Top of THE DATA
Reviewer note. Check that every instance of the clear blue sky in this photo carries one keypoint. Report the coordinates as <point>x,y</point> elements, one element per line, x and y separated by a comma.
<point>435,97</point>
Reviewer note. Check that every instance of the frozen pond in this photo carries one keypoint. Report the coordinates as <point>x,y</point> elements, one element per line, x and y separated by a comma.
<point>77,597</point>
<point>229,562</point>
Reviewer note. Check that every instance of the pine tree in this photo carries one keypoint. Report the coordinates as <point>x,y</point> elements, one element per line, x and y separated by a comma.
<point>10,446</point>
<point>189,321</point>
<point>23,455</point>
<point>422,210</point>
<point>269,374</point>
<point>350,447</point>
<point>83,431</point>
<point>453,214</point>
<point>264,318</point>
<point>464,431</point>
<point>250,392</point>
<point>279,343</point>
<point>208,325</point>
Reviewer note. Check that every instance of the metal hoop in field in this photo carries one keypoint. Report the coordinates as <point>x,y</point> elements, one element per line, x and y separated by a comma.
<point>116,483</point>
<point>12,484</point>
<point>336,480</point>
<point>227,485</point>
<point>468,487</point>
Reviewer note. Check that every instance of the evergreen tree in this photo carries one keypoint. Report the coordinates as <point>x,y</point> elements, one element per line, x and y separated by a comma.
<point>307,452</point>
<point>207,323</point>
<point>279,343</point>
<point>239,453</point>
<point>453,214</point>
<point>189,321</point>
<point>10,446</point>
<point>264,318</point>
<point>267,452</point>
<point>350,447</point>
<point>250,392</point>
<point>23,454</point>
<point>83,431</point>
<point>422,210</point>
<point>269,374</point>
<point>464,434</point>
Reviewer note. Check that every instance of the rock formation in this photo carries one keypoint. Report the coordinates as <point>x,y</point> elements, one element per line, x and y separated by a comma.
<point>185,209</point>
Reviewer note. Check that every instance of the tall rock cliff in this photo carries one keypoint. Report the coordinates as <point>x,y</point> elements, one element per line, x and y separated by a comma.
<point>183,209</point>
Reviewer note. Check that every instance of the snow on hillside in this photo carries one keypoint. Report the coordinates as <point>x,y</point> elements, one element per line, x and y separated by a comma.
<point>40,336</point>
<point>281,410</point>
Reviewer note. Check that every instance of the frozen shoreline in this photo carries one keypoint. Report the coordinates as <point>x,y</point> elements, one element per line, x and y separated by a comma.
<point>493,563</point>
Bottom of THE DATA
**WHAT THE TASK REQUIRES**
Quote only the lines from the one containing "Reviewer note. Check that every instance of the snow" through the final line of the records, with both ends included.

**COMPLETED TASK**
Reviewer note. Check that every instance of the snow on hillside in this photo carries one keypoint. Report the coordinates as <point>x,y</point> elements, one element per line, x and y separated by a comma.
<point>40,336</point>
<point>281,410</point>
Reviewer note. Check that every instance of the frozen shoreline in this photo carries one keypoint. Report the coordinates as <point>x,y</point> elements, one element per line, x and y separated by a comma.
<point>493,563</point>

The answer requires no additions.